Written problem » Can you reproduce, character for character, the entries from the line containing "Can you find the pointed" through the final line, including both?

[Excerpts from point annotation data]

_ _ _ _ _ _ _

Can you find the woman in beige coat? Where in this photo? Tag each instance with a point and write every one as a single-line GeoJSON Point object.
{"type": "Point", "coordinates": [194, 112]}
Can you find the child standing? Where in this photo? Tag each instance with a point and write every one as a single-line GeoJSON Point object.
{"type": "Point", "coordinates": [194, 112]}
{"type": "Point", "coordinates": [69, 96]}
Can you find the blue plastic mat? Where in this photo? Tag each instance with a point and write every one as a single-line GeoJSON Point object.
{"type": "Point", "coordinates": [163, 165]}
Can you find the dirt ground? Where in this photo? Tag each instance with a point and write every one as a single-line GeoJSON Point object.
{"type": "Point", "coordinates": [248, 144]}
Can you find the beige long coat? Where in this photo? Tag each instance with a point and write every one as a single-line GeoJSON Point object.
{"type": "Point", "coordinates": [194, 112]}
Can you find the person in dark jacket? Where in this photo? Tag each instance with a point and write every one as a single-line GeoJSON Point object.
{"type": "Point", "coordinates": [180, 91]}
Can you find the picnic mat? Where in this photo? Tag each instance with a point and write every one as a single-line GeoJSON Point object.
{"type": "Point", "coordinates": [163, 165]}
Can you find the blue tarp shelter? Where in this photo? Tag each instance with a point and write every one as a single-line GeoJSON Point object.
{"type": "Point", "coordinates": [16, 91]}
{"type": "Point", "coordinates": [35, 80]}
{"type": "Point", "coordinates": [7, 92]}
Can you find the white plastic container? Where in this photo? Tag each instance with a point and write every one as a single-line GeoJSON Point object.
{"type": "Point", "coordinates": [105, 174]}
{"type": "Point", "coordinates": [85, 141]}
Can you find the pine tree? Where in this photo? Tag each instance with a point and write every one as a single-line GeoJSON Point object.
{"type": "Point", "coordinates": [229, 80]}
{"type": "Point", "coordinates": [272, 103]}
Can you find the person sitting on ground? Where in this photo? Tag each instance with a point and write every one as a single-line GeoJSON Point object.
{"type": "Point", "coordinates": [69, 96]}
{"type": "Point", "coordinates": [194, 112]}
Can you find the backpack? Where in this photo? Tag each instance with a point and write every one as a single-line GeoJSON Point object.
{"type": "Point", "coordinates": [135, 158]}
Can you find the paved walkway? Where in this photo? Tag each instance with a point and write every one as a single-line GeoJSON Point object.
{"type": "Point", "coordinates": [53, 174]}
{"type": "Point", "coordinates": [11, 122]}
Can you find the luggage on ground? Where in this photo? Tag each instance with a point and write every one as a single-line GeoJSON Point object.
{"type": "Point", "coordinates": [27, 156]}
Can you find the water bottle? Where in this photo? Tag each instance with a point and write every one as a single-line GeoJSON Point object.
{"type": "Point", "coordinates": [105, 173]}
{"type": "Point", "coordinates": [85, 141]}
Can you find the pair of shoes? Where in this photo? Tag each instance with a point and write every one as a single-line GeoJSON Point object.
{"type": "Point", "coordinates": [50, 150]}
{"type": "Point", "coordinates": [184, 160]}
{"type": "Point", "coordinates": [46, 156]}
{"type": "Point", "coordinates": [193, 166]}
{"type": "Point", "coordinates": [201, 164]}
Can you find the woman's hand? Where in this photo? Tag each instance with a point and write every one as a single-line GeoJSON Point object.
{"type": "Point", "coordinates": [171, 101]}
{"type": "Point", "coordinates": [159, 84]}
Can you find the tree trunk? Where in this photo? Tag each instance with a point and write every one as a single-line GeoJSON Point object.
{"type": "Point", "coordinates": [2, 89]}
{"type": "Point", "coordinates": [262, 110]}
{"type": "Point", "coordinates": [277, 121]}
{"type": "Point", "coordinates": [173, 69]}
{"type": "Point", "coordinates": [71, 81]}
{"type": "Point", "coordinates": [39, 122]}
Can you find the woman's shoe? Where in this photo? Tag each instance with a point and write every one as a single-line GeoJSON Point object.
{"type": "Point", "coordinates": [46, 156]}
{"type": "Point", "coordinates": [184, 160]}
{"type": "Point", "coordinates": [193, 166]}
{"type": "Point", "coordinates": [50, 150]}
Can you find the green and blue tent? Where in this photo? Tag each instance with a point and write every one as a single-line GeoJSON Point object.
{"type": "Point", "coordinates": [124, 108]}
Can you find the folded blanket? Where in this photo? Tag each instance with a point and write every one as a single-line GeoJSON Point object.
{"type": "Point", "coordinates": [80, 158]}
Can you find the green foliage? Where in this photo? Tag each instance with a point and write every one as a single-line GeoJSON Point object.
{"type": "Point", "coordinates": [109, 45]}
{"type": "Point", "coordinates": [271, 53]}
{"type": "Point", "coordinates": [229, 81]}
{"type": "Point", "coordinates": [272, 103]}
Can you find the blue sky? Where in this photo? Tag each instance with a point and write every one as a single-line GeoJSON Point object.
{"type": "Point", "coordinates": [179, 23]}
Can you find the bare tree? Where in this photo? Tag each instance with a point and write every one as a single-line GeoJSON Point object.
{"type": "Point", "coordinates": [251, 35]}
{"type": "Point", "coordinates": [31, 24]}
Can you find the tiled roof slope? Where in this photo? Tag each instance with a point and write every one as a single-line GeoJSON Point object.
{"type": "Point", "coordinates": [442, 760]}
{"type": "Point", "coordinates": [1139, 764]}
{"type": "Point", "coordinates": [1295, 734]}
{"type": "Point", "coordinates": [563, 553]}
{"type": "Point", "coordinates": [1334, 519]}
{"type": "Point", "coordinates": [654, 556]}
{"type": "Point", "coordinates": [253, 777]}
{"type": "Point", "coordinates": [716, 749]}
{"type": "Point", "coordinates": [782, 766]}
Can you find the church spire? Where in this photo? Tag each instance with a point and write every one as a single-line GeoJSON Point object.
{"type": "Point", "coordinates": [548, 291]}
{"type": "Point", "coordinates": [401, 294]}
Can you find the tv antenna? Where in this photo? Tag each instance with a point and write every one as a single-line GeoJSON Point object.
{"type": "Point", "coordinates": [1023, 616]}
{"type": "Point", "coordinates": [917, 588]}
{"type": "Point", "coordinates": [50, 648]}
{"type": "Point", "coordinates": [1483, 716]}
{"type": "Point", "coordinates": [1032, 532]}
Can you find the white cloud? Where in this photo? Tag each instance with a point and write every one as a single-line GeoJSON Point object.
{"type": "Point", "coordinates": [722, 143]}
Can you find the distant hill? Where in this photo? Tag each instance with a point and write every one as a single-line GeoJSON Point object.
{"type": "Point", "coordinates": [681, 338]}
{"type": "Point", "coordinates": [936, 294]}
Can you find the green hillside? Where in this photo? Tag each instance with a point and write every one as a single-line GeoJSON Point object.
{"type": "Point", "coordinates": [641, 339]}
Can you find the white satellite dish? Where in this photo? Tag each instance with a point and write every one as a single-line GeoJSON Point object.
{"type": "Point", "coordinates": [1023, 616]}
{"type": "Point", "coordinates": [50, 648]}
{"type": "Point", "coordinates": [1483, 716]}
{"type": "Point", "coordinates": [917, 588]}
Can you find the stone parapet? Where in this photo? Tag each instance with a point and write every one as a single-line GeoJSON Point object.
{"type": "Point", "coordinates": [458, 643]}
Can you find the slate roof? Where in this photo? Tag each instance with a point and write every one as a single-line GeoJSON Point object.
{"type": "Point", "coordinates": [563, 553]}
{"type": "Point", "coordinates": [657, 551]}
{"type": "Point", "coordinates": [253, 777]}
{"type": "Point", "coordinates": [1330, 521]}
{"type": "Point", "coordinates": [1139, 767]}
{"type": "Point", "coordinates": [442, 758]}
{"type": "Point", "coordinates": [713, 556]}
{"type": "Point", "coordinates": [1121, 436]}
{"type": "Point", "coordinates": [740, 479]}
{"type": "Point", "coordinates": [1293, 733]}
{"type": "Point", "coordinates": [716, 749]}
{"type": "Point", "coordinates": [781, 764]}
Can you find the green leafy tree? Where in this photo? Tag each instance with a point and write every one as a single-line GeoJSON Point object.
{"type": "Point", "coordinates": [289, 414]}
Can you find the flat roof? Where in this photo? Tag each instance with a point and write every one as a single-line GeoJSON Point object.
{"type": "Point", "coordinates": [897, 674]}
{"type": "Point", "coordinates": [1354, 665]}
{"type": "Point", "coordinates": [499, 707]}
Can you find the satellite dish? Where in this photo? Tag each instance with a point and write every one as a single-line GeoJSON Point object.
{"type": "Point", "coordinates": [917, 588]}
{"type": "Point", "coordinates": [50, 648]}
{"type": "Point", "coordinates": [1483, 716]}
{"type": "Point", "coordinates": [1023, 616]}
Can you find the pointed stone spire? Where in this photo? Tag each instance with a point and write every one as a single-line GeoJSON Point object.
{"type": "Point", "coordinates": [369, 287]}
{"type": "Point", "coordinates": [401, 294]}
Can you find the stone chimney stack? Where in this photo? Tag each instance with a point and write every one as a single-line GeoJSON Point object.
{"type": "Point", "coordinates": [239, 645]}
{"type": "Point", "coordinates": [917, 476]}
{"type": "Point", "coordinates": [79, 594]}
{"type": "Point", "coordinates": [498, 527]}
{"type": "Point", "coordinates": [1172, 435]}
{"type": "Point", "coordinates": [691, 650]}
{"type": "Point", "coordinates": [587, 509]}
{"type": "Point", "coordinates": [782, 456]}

_ _ _ _ _ _ _

Written reply »
Can you find the pointed stone spire? Where in this photo? Tag each instance with a point and write every one as a single-line GeoJSON Point object.
{"type": "Point", "coordinates": [369, 287]}
{"type": "Point", "coordinates": [401, 294]}
Can you find the stone chimney stack? Where in this photo? Tag each instance with a point and write every one as a single-line GeoJSON Point object.
{"type": "Point", "coordinates": [239, 645]}
{"type": "Point", "coordinates": [917, 476]}
{"type": "Point", "coordinates": [79, 594]}
{"type": "Point", "coordinates": [498, 527]}
{"type": "Point", "coordinates": [1172, 435]}
{"type": "Point", "coordinates": [691, 650]}
{"type": "Point", "coordinates": [587, 509]}
{"type": "Point", "coordinates": [782, 456]}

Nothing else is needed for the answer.